Document excerpt:
FIFA Changes Are Needless

From our previous issue, by Gaby McKay

Football has always had a rather tenuous connection with the concept of the New Year. The practice of throwing out the old and bringing in the new that January or February represents for much of the world’s population has very little relevance to the game. All the major European leagues are in full swing and the process of renewal doesn’t really begin until after the Champions League final in June.

In 2020 though the football community is just as keen to step into a new year as the rest of the world. The planet has been gripped by the COVID-19 pandemic and all its associated hardships, while the game has lost some of its greatest legends. Things won’t change overnight on December 31 – or even on February 13 for our Chinese brothers and sisters.

After the annus horribilis to end them all though, there’s plenty to look forward to in 2021. As with the annual resolutions it may not be everything we hope but in the spirit of losing weight or stopping smoking, let’s look forward to the things we can enjoy once 2020 has been shown the red card of history.

March 2020 brought the Day the Football Stood Still, and even when the game returned a few months later it was a cold, sterile thing. Fans have been locked out of stadiums across the world in an effort to control the coronavirus, and while that’s understandable in the face of a deadly pandemic it has proved the old adage that football without fans is nothing. We’ve seen the Derby d’Italia, the Old Firm and El Clasico behind closed doors and the backdrop of an empty stadium is not fit to host some of the world’s most intensely felt games.

Even where fans have been allowed in it’s been at vastly reduced capacities with distancing and masks, but with a vaccine for COVID-19 starting to be rolled out across the world we can now dream of a return to normality. We can dream of the day we say goodbye to piped-in crowd noise on television broadcasts, of the moment we’re allowed back into a stadium to shout, to hug and to cheer. It may take some time, but that day is coming.

Then of course we have the action on the pitch. While there are legitimate fears of player burnout with a packed schedule, things are beautifully poised for a dramatic season. In Italy you’ve got the revival of Milan, led by a 39-year-old Zlatan Ibrahimovic, as Juventus’ grip on the Scudetto looks to be loosening. Look over to Spain and the Barcelona-Real Madrid duopoly could be smashed this season. Barça are clown car and Madrid not much better – can Atletico Madrid, or even Real Sociedad or Villarreal take advantage?

The Premier League sees Liverpool continuing their dominant form of last season but Jurgen Klopp’s men won’t have it all their own way this time. Big spending Chelsea look to be in a position to challenge after a shaky start while, across London, Sauron appears to have recovered the One Ring as Jose Mourinho turns Tottenham into legitimate contenders.

If international football is what floats your boat then there’s the rescheduled Euro 2020 to look forward to. Some have criticised the format, spread across several cities, and it remains to be seen if that setup holds in the current climate. Assuming it can go ahead as planned though we should see fervent home fans in London, Rome and Munich. And if you thought “Will Grigg’s On Fire” was the sound of 2016 just wait until Scotland’s Tartan Army invades London armed with Spanish disco curio ‘Yes Sir I Can Boogie’.

Perhaps transfer intrigue is your thing? If so there’s plenty to look forward to on that score too. After the late summer saga of his planned Barcelona departure, Lionel Messi is out of contract on June 30. Provided he hasn’t inked a new deal – which looks unthinkable – the Argentine superstar will be free to negotiate with other clubs from January. Expect Manchester City and Paris Saint-Germain to be at the front of the lengthy queue.

The French giants have issues of their own though with Kylian Mbappe and Neymar’s deals both expiring in 2022. Could we see one of them on the move? Real Madrid haven’t had a Galactico signing in a while – or rather Eden Hazard can’t get on the pitch – will they make a big play in the summer?

Then there are the little, unpredictable things that make up the rich tapestry of football and could enter the history books. Those are all to come. Hey, 2020, your number is up. 2021: get out there and make it happen for us.

Data excerpts:
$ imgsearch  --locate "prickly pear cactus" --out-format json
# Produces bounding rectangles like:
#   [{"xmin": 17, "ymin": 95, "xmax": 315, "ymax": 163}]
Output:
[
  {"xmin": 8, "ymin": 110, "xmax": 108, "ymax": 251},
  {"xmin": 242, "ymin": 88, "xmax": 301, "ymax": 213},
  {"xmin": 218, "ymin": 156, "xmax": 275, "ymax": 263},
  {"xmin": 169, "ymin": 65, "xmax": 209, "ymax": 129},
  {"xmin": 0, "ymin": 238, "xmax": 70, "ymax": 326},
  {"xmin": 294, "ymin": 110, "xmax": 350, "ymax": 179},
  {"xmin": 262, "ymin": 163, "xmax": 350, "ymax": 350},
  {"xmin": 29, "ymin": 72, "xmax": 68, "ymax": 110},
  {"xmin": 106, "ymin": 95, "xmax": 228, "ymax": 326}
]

...

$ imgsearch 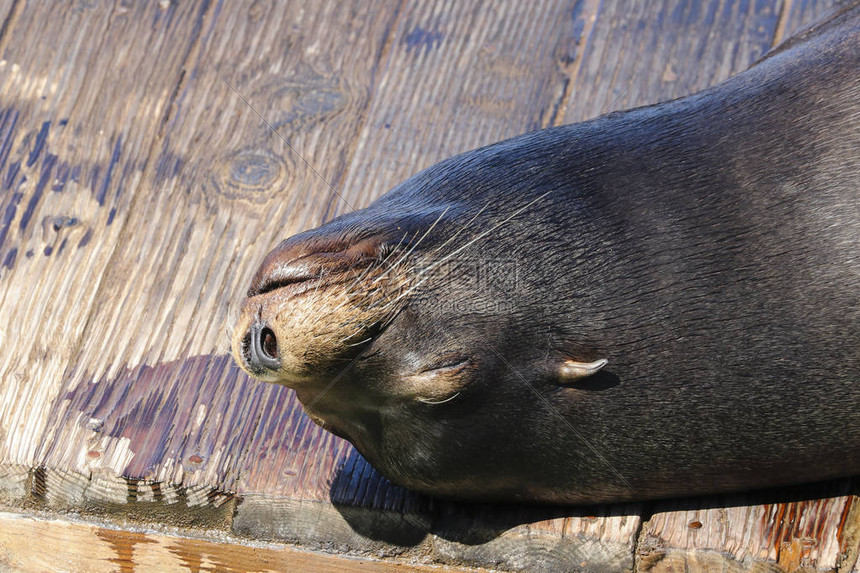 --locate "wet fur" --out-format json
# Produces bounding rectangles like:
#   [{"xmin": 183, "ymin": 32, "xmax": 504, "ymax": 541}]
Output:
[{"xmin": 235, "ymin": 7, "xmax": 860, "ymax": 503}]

Exercise 1: Please reproduce the football column from "The Premier League" up to and including "I Can Boogie’.".
Exercise 2: Summarize the football column in two sentences.
This data has no connection to the football column.

Result 1:
The Premier League sees Liverpool continuing their dominant form of last season but Jurgen Klopp’s men won’t have it all their own way this time. Big spending Chelsea look to be in a position to challenge after a shaky start while, across London, Sauron appears to have recovered the One Ring as Jose Mourinho turns Tottenham into legitimate contenders.

If international football is what floats your boat then there’s the rescheduled Euro 2020 to look forward to. Some have criticised the format, spread across several cities, and it remains to be seen if that setup holds in the current climate. Assuming it can go ahead as planned though we should see fervent home fans in London, Rome and Munich. And if you thought “Will Grigg’s On Fire” was the sound of 2016 just wait until Scotland’s Tartan Army invades London armed with Spanish disco curio ‘Yes Sir I Can Boogie’.

Result 2: After a pandemic year that locked fans out of stadiums, the column looks ahead to 2021 and hopes COVID-19 vaccines will bring crowds back. It also anticipates open title races in Italy, Spain and England, the rescheduled Euro 2020, and transfer intrigue around Lionel Messi, whose contract runs out on June 30.